Saved entries
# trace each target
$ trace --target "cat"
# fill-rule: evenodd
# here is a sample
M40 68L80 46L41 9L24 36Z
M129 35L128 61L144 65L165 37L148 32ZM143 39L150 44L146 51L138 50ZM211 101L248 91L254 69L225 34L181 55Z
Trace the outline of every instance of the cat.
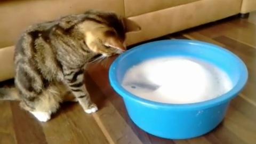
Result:
M31 25L15 44L15 87L0 89L0 99L20 101L44 122L66 101L94 113L98 107L84 82L86 64L125 51L125 34L140 29L131 20L99 10Z

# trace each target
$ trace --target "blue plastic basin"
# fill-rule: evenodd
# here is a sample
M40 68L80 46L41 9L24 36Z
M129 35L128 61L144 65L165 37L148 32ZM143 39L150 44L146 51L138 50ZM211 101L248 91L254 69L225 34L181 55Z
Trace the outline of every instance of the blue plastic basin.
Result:
M147 59L187 55L215 64L229 76L234 85L215 99L191 104L166 104L132 94L121 85L125 72ZM245 65L231 52L210 43L191 40L164 40L136 46L121 54L111 64L109 80L124 101L132 121L145 131L161 138L183 139L209 132L224 118L230 101L244 88L248 77Z

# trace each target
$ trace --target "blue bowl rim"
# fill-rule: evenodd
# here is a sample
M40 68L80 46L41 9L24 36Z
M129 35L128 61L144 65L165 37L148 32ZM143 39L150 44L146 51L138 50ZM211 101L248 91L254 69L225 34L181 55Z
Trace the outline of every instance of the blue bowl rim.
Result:
M173 103L165 103L153 101L148 99L141 98L132 93L129 92L123 88L121 85L119 84L117 79L116 75L115 73L115 68L117 66L118 61L122 59L125 55L128 54L137 49L142 48L145 46L150 46L154 44L161 44L165 43L170 43L172 44L180 44L186 43L193 45L205 45L208 47L212 49L218 49L221 50L233 57L234 59L237 60L237 66L241 68L242 70L241 75L239 78L237 84L233 87L233 88L226 93L222 95L212 99L211 100L196 102L191 103L182 103L182 104L173 104ZM149 48L150 49L150 48ZM216 105L221 105L225 102L228 102L231 99L236 97L242 90L244 89L248 79L248 70L244 62L236 54L232 53L231 51L224 49L222 47L219 46L211 43L209 43L204 42L190 40L190 39L167 39L160 40L149 42L143 44L127 51L125 53L121 54L117 57L114 61L111 63L109 70L109 79L110 85L114 90L123 98L130 99L137 102L140 103L144 105L147 105L150 107L153 107L156 108L164 108L164 109L179 109L180 110L193 110L193 109L205 109L209 107L213 107Z

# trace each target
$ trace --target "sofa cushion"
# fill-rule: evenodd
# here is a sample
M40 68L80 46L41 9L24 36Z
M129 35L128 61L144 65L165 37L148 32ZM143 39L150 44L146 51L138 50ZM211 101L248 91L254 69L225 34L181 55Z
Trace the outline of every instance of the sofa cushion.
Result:
M124 0L125 16L136 16L202 0Z
M0 47L12 45L28 26L95 9L124 15L121 0L9 0L0 2Z

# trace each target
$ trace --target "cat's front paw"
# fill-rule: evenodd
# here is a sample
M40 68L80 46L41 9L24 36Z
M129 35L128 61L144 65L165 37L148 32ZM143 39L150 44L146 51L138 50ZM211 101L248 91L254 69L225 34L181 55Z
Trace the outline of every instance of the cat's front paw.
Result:
M50 112L30 111L40 122L46 122L51 119Z
M91 114L91 113L95 113L97 110L98 110L97 106L96 106L96 105L93 103L93 104L89 106L89 107L87 109L85 110L84 111L85 111L85 113L86 113L87 114Z

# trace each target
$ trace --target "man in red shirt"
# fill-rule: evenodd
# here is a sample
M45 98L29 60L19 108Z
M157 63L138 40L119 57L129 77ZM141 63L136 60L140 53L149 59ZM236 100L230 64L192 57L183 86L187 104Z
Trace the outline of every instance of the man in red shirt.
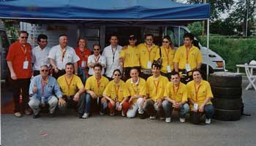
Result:
M20 31L18 35L18 41L10 46L7 61L13 88L14 115L21 117L23 112L26 115L31 113L28 104L31 77L31 47L27 43L29 33ZM22 102L19 100L20 93Z

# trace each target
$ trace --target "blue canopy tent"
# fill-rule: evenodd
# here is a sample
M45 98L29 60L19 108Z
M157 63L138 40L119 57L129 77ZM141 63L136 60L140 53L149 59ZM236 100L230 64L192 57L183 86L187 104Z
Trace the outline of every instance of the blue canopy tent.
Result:
M207 20L207 48L209 18L209 4L186 4L172 0L0 0L0 18L33 23L63 20L181 25Z

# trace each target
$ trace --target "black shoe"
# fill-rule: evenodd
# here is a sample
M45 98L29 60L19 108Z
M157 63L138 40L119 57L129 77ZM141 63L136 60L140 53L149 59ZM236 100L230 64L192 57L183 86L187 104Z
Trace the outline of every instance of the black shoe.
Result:
M37 114L37 115L33 115L33 118L40 118L40 115Z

> [Short exercise]: Reproduce all of the records above line for line, without changes. Leave out the pictures.

> [Finished answer]:
# trace each target
$ trace --target "cat"
# fill-rule: evenodd
# here is a sample
M40 68L80 46L41 9L24 36Z
M129 35L128 61L144 65L165 37L148 32ZM143 39L150 44L146 51L138 50ZM211 101L248 91L254 69L225 34L181 55Z
Trace the outline of every instance of the cat.
Result:
M31 25L15 44L15 87L0 89L0 99L20 101L44 122L66 101L94 113L98 107L84 82L86 64L125 51L125 34L140 29L131 20L99 10Z

# trace each target
$ trace --target "blue plastic basin"
# fill-rule: evenodd
# here is a sample
M40 68L80 46L41 9L24 36Z
M129 35L128 61L144 65L165 37L148 32ZM143 39L150 44L146 51L138 50ZM211 101L248 91L254 69L225 34L181 55Z
Trace the outline of every instance of the blue plastic basin.
Result:
M147 59L187 55L215 64L229 76L234 85L215 99L191 104L166 104L132 94L121 85L125 72ZM245 65L231 52L210 43L191 40L164 40L136 46L121 54L111 64L109 80L124 101L132 121L145 131L161 138L183 139L209 132L224 118L230 101L244 88L248 77Z

# trace each target
$ trace --target "blue bowl rim"
# fill-rule: evenodd
# here is a sample
M40 68L80 46L41 9L24 36Z
M129 35L128 61L144 65L165 37L148 32ZM143 39L150 44L146 51L138 50ZM211 101L248 91L254 69L225 34L181 55Z
Trace the outline of every instance of the blue bowl rim.
Result:
M173 103L165 103L153 101L148 99L141 98L132 93L129 92L123 88L121 85L119 84L117 79L116 75L115 73L115 68L117 66L118 61L122 59L125 55L128 54L137 49L142 48L145 46L150 46L154 44L161 44L165 43L170 43L172 44L180 44L186 43L193 45L205 45L208 47L212 49L218 49L221 50L233 57L234 59L237 60L237 66L241 68L242 70L241 75L239 78L237 84L233 87L233 88L226 93L222 95L212 99L211 100L196 102L191 103L182 103L182 104L173 104ZM149 48L150 49L150 48ZM216 105L221 105L225 102L228 102L231 99L236 97L242 90L244 89L248 79L248 70L244 62L236 54L232 53L231 51L224 49L222 47L219 46L211 43L209 43L204 42L190 40L190 39L167 39L160 40L149 42L143 44L127 51L125 53L121 54L117 57L114 61L111 63L109 70L109 79L110 85L114 90L123 98L130 99L137 102L140 103L144 105L147 105L150 107L153 107L156 108L164 108L164 109L179 109L180 110L193 110L193 109L205 109L209 107L213 107Z

# trace each target
$ trace --target "sofa cushion"
# fill-rule: evenodd
# here is a sample
M40 68L80 46L41 9L24 36Z
M129 35L128 61L144 65L165 37L148 32ZM143 39L150 44L146 51L138 50ZM211 101L248 91L254 69L225 34L181 55Z
Trace the outline of every instance of the sofa cushion.
Result:
M124 0L125 16L136 16L202 0Z
M0 47L12 45L28 26L95 9L124 15L121 0L9 0L0 2Z

# trace each target
$ trace --target "cat's front paw"
# fill-rule: evenodd
# here is a sample
M40 68L80 46L41 9L24 36Z
M129 35L128 61L144 65L165 37L148 32ZM143 39L150 44L146 51L138 50ZM211 101L248 91L254 69L225 34L181 55Z
Trace the outline of every instance of the cat's front paw.
Result:
M50 112L30 111L40 122L46 122L51 119Z
M91 114L91 113L95 113L97 110L98 110L97 106L96 106L96 105L93 103L93 104L89 106L89 107L87 109L85 110L84 111L85 111L85 113L86 113L87 114Z

# trace each target
$ trace --target "man in red shirt"
# fill-rule: evenodd
# here is a sample
M45 98L29 60L19 108Z
M157 63L138 40L119 57L129 77ZM141 63L136 60L140 53L149 59ZM236 100L230 64L192 57L183 86L187 104Z
Trace the outline of every instance of the man in red shirt.
Result:
M20 31L18 35L18 41L10 46L7 61L13 88L14 115L21 117L23 112L26 115L31 113L28 104L31 77L31 47L27 43L29 33ZM22 102L19 100L20 93Z

# trace each target
$ trace --target "blue canopy tent"
# fill-rule: evenodd
# here is a sample
M45 98L29 60L19 108Z
M157 63L138 40L119 57L129 77ZM141 63L136 60L140 53L149 59ZM236 100L230 64L192 57L183 86L187 104Z
Trace the outline of every instance of the blue canopy tent.
Result:
M207 20L207 48L209 18L209 4L186 4L172 0L0 0L0 18L33 23L63 20L181 25Z

# trace each target
$ trace --target "black shoe"
# fill-rule: evenodd
# here is a sample
M45 98L29 60L19 108Z
M157 63L138 40L119 57L129 77ZM141 63L136 60L140 53L149 59ZM236 100L230 64L192 57L183 86L187 104Z
Trace the outline of every instance of the black shoe.
Result:
M37 114L37 115L33 115L33 118L40 118L40 115Z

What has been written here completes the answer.